● PROBLEM DETAILS:
Turn all of the data below into a JSON list of strings, with one string per line and no strings for blank lines. Leave the pictures out of your answer.

● DATASET CONTENT:
==================================================

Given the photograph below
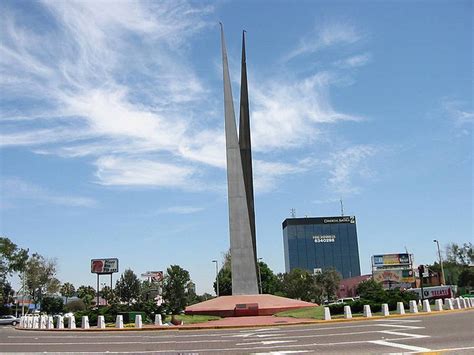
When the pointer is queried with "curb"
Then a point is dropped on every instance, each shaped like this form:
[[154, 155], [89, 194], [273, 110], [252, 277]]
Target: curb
[[304, 321]]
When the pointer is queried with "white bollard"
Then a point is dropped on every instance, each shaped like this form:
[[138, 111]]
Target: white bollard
[[367, 311], [448, 304], [457, 303], [426, 306], [400, 308], [85, 322], [43, 322], [119, 321], [101, 322], [138, 321], [72, 322], [327, 313], [347, 312]]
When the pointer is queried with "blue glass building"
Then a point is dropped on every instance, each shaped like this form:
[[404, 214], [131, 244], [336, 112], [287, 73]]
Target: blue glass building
[[317, 244]]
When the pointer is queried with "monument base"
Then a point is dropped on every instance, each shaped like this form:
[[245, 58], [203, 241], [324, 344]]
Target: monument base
[[246, 305]]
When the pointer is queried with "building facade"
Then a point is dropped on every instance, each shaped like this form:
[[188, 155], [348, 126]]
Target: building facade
[[319, 243]]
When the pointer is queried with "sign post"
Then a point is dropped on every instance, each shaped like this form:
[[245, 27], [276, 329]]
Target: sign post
[[103, 267]]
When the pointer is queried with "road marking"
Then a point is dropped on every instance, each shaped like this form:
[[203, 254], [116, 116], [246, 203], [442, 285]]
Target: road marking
[[414, 336], [398, 345], [268, 342]]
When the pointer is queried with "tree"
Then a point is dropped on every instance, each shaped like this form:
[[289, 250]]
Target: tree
[[328, 281], [270, 284], [40, 277], [460, 254], [12, 259], [299, 284], [371, 290], [109, 295], [52, 305], [67, 290], [128, 287], [86, 294], [174, 288], [466, 277]]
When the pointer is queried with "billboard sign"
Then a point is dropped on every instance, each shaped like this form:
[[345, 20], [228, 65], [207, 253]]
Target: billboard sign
[[434, 292], [391, 260], [104, 266], [395, 275], [154, 276]]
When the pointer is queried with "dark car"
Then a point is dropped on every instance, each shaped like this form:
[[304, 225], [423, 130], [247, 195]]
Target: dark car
[[9, 320]]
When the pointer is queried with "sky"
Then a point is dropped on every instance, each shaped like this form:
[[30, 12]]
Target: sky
[[112, 127]]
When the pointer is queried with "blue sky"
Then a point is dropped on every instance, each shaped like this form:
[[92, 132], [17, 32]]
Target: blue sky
[[112, 141]]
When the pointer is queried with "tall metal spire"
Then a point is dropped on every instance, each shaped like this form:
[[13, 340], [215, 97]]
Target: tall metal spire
[[243, 257], [246, 146]]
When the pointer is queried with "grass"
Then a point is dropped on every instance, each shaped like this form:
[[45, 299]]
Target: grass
[[317, 313], [191, 319]]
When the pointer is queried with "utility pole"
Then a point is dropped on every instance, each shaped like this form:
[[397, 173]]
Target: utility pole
[[259, 275], [442, 280], [217, 278]]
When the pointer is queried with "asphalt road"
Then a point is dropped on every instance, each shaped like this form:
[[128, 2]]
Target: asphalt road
[[453, 332]]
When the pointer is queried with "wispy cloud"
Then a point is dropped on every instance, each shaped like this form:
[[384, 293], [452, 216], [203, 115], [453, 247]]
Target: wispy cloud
[[354, 61], [323, 36], [13, 189], [347, 165], [181, 209]]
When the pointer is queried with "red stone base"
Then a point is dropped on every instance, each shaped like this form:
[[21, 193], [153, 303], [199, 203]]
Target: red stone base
[[246, 305]]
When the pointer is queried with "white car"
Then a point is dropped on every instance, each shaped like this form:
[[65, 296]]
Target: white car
[[9, 320]]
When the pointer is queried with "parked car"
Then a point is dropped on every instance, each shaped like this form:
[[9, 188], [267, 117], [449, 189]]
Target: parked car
[[9, 320]]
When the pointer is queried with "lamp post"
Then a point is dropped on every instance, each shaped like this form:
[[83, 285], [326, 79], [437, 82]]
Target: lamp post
[[259, 275], [443, 281], [217, 278]]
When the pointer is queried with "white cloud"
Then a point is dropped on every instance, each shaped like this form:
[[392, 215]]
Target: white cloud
[[181, 209], [327, 35], [354, 61], [286, 114], [120, 171], [347, 165], [266, 174], [13, 189]]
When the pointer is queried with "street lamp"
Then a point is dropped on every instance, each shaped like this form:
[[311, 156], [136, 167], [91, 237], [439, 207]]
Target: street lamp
[[217, 278], [259, 275], [443, 281]]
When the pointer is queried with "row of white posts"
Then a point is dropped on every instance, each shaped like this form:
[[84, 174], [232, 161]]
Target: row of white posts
[[449, 303], [46, 322]]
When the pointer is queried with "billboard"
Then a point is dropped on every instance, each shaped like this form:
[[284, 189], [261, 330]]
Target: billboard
[[391, 260], [104, 266], [154, 276], [395, 275]]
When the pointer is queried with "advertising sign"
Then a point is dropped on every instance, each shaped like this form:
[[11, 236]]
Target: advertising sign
[[104, 266], [391, 260], [395, 275], [434, 292], [154, 276]]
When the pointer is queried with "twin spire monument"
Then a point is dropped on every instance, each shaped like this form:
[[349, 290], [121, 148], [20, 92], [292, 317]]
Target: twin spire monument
[[243, 247], [245, 298]]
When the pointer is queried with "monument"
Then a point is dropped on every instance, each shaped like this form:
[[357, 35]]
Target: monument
[[243, 247], [245, 299]]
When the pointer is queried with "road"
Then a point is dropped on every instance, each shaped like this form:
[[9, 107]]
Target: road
[[444, 332]]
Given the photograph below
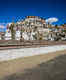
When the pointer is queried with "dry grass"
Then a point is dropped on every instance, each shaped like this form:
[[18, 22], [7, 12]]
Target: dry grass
[[19, 65]]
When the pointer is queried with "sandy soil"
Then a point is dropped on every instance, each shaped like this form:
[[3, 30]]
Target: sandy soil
[[42, 67]]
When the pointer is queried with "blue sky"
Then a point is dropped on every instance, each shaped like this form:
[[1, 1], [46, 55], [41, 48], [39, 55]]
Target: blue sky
[[16, 9]]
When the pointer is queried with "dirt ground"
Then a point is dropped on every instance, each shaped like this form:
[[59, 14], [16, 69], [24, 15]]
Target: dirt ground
[[50, 66]]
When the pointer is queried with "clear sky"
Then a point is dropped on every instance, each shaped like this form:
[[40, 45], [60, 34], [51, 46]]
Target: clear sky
[[16, 9]]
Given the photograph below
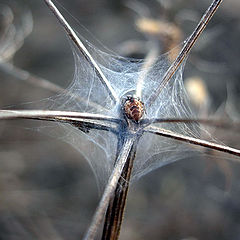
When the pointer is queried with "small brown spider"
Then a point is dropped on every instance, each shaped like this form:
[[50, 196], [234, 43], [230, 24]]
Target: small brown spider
[[133, 108]]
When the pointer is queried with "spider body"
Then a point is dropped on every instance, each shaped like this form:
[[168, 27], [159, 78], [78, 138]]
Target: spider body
[[134, 108]]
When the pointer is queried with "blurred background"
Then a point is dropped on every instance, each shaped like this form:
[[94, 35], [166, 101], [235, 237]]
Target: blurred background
[[47, 189]]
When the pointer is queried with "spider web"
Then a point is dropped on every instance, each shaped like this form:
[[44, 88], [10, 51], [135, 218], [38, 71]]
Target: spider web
[[86, 93]]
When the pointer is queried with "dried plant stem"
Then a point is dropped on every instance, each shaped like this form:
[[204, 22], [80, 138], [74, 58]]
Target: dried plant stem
[[80, 120], [80, 46], [185, 50], [116, 207], [110, 187], [195, 141], [211, 122]]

==================================================

● COMPLETED TASK:
[
  "Given the photograph below",
  "When the pointer is queried with \"curb\"",
  "Then a point is dropped on every instance, each shaped like this form:",
  "[[154, 155], [89, 194], [273, 110], [252, 277]]",
  "Target: curb",
  "[[304, 321]]",
  "When the pointer is queried with \"white bollard\"",
  "Then a point is dropped on every instance, each shaped like this form:",
  "[[138, 111]]",
  "Target: white bollard",
  "[[367, 311], [448, 304], [457, 303], [426, 306], [400, 308], [85, 322], [43, 322], [119, 321], [101, 322], [138, 321], [72, 322], [327, 313], [347, 312]]",
  "When the pointer is queried with \"blue glass building\"",
  "Then a point is dropped on every instance, each shaped like this form:",
  "[[404, 214], [131, 244], [336, 112], [287, 73]]",
  "Target: blue glass building",
  "[[317, 244]]",
  "When the pointer is queried with \"monument base\"",
  "Then a point is dropped on every instance, each shaped like this form:",
  "[[245, 58], [203, 241], [324, 344]]",
  "Target: monument base",
  "[[246, 305]]",
  "When the pointer is queried with \"building facade\"",
  "Then a point is dropped on every instance, each shaped like this form:",
  "[[188, 155], [348, 126]]",
  "Target: building facade",
  "[[319, 243]]",
  "When the pointer is queried with \"sign post\"",
  "Then a point is dropped on every instance, each shaped like this form:",
  "[[245, 27], [276, 329]]",
  "Target: sign post",
  "[[103, 267]]",
  "When the pointer is queried with \"road marking\"",
  "Then a point is dropped on every instance, each shaped like this form:",
  "[[203, 254], [116, 116], [246, 203], [442, 285]]",
  "Target: road marking",
  "[[414, 336], [398, 345], [268, 342]]",
  "When the pointer is queried with \"tree\"",
  "Then a point is dropped on every instance, each shaped like this form:",
  "[[289, 250]]",
  "Target: tree",
  "[[328, 281], [270, 284], [40, 277], [460, 254], [12, 259], [299, 284], [371, 290], [109, 295], [52, 305], [67, 290], [128, 287], [86, 294], [174, 288], [466, 277]]",
  "When the pointer is queried with \"billboard sign\"",
  "Then a point is dropped on every instance, each shaped like this form:",
  "[[345, 20], [228, 65], [207, 253]]",
  "Target: billboard sign",
  "[[434, 292], [391, 260], [104, 266], [395, 275], [154, 276]]",
  "When the pointer is queried with \"dark car\"",
  "Then a point is dropped on every instance, each shaped like this form:",
  "[[304, 225], [423, 130], [247, 195]]",
  "Target: dark car",
  "[[9, 320]]",
  "When the pointer is queried with \"sky\"",
  "Then a point is dropped on every instance, each shaped like this form:",
  "[[30, 12]]",
  "Target: sky",
  "[[112, 127]]",
  "When the pointer is queried with \"blue sky\"",
  "Then a point is dropped on every instance, each shaped like this form:",
  "[[92, 132], [17, 32]]",
  "Target: blue sky",
  "[[112, 141]]",
  "When the pointer is queried with \"tall metal spire\"",
  "Then a point is dropped on every instance, each shaped like this form:",
  "[[13, 340], [215, 97]]",
  "Target: tall metal spire",
  "[[243, 257], [246, 146]]",
  "When the pointer is queried with \"grass\"",
  "Then a point is dropped on every instance, each shaped like this form:",
  "[[45, 299]]",
  "Target: grass",
  "[[317, 313], [191, 319]]",
  "When the pointer is queried with \"utility pole\"",
  "Then a point is dropped on every instance, each shaped like this form:",
  "[[397, 173]]",
  "Target: utility pole",
  "[[259, 275], [442, 280], [217, 278]]",
  "When the pointer is queried with \"asphalt road\"",
  "Then a point is dropped on every instance, each shaped like this form:",
  "[[128, 2]]",
  "Target: asphalt road",
  "[[453, 332]]",
  "When the pointer is queried with \"wispy cloud\"",
  "Then a point is dropped on every instance, each shaped like this form:",
  "[[384, 293], [452, 216], [203, 115], [453, 247]]",
  "Target: wispy cloud",
  "[[354, 61], [323, 36], [13, 189], [347, 165], [181, 209]]",
  "When the pointer is queried with \"red stone base\"",
  "Then a point is dropped on every instance, each shaped like this form:",
  "[[21, 193], [153, 303], [199, 203]]",
  "Target: red stone base",
  "[[246, 305]]",
  "When the pointer is queried with \"white car\"",
  "Then a point is dropped on every instance, each shaped like this form:",
  "[[65, 296]]",
  "Target: white car",
  "[[9, 320]]",
  "When the pointer is queried with \"parked car\"",
  "Then a point is dropped on every instance, each shaped like this form:",
  "[[9, 188], [267, 117], [449, 189]]",
  "Target: parked car",
  "[[9, 320]]",
  "When the pointer is queried with \"lamp post\"",
  "Then a point is dropped on every instance, each shaped like this form:",
  "[[83, 285], [326, 79], [437, 82]]",
  "Target: lamp post",
  "[[259, 275], [443, 281], [217, 278]]",
  "When the pointer is queried with \"white cloud\"",
  "Then a point is dropped on every instance, each shaped like this form:",
  "[[392, 215]]",
  "Target: white cloud",
  "[[181, 209], [327, 35], [354, 61], [286, 114], [120, 171], [347, 165], [266, 174], [13, 189]]",
  "When the pointer is queried with \"street lamp\"",
  "Then a point is dropped on every instance, each shaped like this form:",
  "[[311, 156], [136, 167], [91, 237], [439, 207]]",
  "Target: street lamp",
  "[[217, 278], [259, 275], [443, 281]]",
  "When the pointer is queried with \"row of white posts\"",
  "Then a point is dropped on every instance, each shaped like this form:",
  "[[84, 174], [232, 161]]",
  "Target: row of white posts",
  "[[449, 303], [46, 322]]",
  "When the pointer is queried with \"billboard\"",
  "Then a point is dropped on every instance, each shaped like this form:",
  "[[284, 189], [261, 330]]",
  "Target: billboard",
  "[[391, 260], [104, 266], [154, 276], [395, 275]]",
  "When the pointer is queried with \"advertising sign\"",
  "Then a point is dropped on every instance, each shaped like this form:",
  "[[11, 236]]",
  "Target: advertising sign",
  "[[104, 266], [391, 260], [395, 275], [434, 292], [154, 276]]",
  "When the pointer is queried with \"twin spire monument\"",
  "Then a point is dropped on every instance, each shaped like this form:",
  "[[349, 290], [121, 148], [20, 92], [292, 317]]",
  "Target: twin spire monument",
  "[[243, 247], [245, 298]]",
  "When the pointer is queried with \"monument\"",
  "Then a point is dropped on every instance, each shaped like this form:",
  "[[357, 35]]",
  "Target: monument",
  "[[243, 247], [245, 299]]",
  "When the pointer is queried with \"road\"",
  "Then a point is dropped on every instance, each shaped like this form:",
  "[[9, 107]]",
  "Target: road",
  "[[444, 332]]",
  "Given the photograph below",
  "When the pointer is queried with \"dry grass\"",
  "Then a point is dropped on every instance, each shaped like this form:",
  "[[18, 22], [7, 12]]",
  "Target: dry grass",
  "[[19, 65]]",
  "When the pointer is queried with \"sandy soil\"",
  "Then a point is dropped on every instance, each shaped like this form:",
  "[[3, 30]]",
  "Target: sandy soil",
  "[[42, 67]]",
  "When the pointer is queried with \"blue sky\"",
  "Then a point is dropped on every instance, each shaped like this form:",
  "[[1, 1], [46, 55], [41, 48], [39, 55]]",
  "Target: blue sky",
  "[[16, 9]]",
  "When the pointer is queried with \"dirt ground\"",
  "Then a point is dropped on every instance, each shaped like this form:",
  "[[59, 14], [16, 69], [24, 15]]",
  "Target: dirt ground",
  "[[50, 66]]",
  "When the pointer is queried with \"clear sky\"",
  "Then a point is dropped on every instance, each shaped like this form:",
  "[[40, 45], [60, 34], [51, 46]]",
  "Target: clear sky",
  "[[16, 9]]",
  "Given the photograph below",
  "When the pointer is queried with \"small brown spider\"",
  "Then a point is dropped on every instance, each shaped like this form:",
  "[[50, 196], [234, 43], [230, 24]]",
  "Target: small brown spider",
  "[[133, 108]]",
  "When the pointer is queried with \"spider body\"",
  "Then a point is dropped on every instance, each shaped like this form:",
  "[[168, 27], [159, 78], [78, 138]]",
  "Target: spider body",
  "[[134, 108]]",
  "When the pointer is queried with \"blurred background\"",
  "Then a point is dropped on every instance, each shaped like this form:",
  "[[94, 35], [166, 101], [235, 237]]",
  "Target: blurred background",
  "[[47, 189]]",
  "When the pointer is queried with \"spider web\"",
  "Then a point is dropped on every instance, each shaped like this form:",
  "[[44, 88], [10, 51], [135, 218], [38, 71]]",
  "Target: spider web",
  "[[86, 93]]",
  "When the pointer is queried with \"dried plant stem\"",
  "Then a point is dropped on every instance, each shaped like this form:",
  "[[204, 22], [80, 138], [74, 58]]",
  "Target: dried plant stem",
  "[[80, 120], [80, 46], [185, 50], [116, 207], [110, 187], [195, 141], [211, 122]]"
]